Written task -> Update the data below by changing every "single dot" to "single point", leaving everything else the same.

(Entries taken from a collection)

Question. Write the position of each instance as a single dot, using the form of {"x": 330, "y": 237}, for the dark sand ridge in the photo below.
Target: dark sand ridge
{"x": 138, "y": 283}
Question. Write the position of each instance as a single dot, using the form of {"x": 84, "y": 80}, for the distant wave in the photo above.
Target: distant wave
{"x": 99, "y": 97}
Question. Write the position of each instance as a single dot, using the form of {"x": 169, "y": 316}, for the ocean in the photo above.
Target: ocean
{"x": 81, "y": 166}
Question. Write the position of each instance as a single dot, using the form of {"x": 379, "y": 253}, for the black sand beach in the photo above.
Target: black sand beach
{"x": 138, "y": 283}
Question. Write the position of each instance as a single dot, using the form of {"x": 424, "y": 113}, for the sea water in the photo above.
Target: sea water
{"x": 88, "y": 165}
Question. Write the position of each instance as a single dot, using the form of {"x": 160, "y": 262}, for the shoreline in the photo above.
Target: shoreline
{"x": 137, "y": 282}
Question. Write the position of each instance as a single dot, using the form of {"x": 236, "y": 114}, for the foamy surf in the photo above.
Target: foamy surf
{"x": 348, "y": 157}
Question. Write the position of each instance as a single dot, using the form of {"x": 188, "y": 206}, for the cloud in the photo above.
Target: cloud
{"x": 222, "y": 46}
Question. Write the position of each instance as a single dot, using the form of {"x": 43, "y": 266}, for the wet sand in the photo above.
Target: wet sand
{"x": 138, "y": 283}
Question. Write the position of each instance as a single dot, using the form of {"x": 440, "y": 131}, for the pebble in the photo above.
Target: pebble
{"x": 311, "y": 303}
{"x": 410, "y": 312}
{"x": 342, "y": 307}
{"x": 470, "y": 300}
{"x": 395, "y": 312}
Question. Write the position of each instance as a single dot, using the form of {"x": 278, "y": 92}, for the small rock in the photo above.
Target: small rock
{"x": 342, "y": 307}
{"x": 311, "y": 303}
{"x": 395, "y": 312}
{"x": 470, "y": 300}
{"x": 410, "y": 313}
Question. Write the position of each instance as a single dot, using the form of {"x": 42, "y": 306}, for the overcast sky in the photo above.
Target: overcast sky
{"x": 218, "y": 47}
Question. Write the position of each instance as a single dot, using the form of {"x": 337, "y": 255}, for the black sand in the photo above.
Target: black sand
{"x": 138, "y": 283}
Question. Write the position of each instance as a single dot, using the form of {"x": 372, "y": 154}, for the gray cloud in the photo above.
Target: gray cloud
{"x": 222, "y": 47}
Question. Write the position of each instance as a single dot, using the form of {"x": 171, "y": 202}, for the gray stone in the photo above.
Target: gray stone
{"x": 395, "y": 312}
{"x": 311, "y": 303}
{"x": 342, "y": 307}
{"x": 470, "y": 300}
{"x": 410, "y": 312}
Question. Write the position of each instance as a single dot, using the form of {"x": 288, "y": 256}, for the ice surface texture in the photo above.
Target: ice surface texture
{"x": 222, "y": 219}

Response to the exercise ->
Question. Write the position of each instance as a single point, using the form of {"x": 330, "y": 237}, for the dark sand ridge in the photo below.
Target: dark sand ridge
{"x": 138, "y": 283}
Question. Write the position of each instance as a single point, using the form of {"x": 84, "y": 80}, for the distant wave in the photo above.
Target: distant wave
{"x": 99, "y": 97}
Question. Write the position of each instance as a single point, using the form of {"x": 169, "y": 316}, for the ocean in the photo above.
Target: ocean
{"x": 81, "y": 166}
Question. Write the position of each instance as a single point, using the form of {"x": 379, "y": 253}, for the black sand beach in the photo above.
Target: black sand beach
{"x": 138, "y": 283}
Question. Write the position of each instance as a single point, using the form of {"x": 424, "y": 113}, for the sea water in the photo above.
Target: sea water
{"x": 88, "y": 165}
Question. Write the position of each instance as a single point, using the form of {"x": 160, "y": 262}, for the shoreline in the photo above.
Target: shoreline
{"x": 137, "y": 282}
Question. Write the position of each instance as a single point, using the form of {"x": 236, "y": 114}, for the foamy surf in the photo above.
Target: foamy surf
{"x": 348, "y": 157}
Question. Write the position of each instance as a single point, using the form of {"x": 188, "y": 206}, for the cloud in the photo above.
Target: cloud
{"x": 222, "y": 46}
Question. Write the position of each instance as a single point, using the form of {"x": 43, "y": 266}, for the wet sand in the photo above.
Target: wet sand
{"x": 138, "y": 283}
Question. Write the position of each instance as a single point, using the form of {"x": 440, "y": 131}, for the pebble in the photo above.
Target: pebble
{"x": 311, "y": 303}
{"x": 410, "y": 312}
{"x": 342, "y": 307}
{"x": 470, "y": 300}
{"x": 395, "y": 312}
Question. Write the position of each instance as a single point, using the form of {"x": 278, "y": 92}, for the small rock in the photo above.
Target: small rock
{"x": 342, "y": 307}
{"x": 311, "y": 303}
{"x": 395, "y": 312}
{"x": 470, "y": 300}
{"x": 410, "y": 313}
Question. Write the position of each instance as a single point, using the form of {"x": 42, "y": 306}, for the overcast sky in the photo above.
Target: overcast sky
{"x": 218, "y": 47}
Question. Write the position of each instance as a single point, using the form of {"x": 337, "y": 255}, for the black sand in the photo above.
Target: black sand
{"x": 138, "y": 283}
Question. Write the position of each instance as a single point, using the form of {"x": 372, "y": 154}, for the gray cloud in the photo above.
Target: gray cloud
{"x": 222, "y": 47}
Question. Write the position of each instance as a single point, using the form of {"x": 171, "y": 202}, for the gray stone in the photo above.
Target: gray stone
{"x": 395, "y": 312}
{"x": 311, "y": 303}
{"x": 342, "y": 307}
{"x": 470, "y": 300}
{"x": 410, "y": 312}
Question. Write the position of each instance as a single point, using the form of {"x": 288, "y": 256}, for the ice surface texture in the photo above.
Target: ice surface texture
{"x": 222, "y": 219}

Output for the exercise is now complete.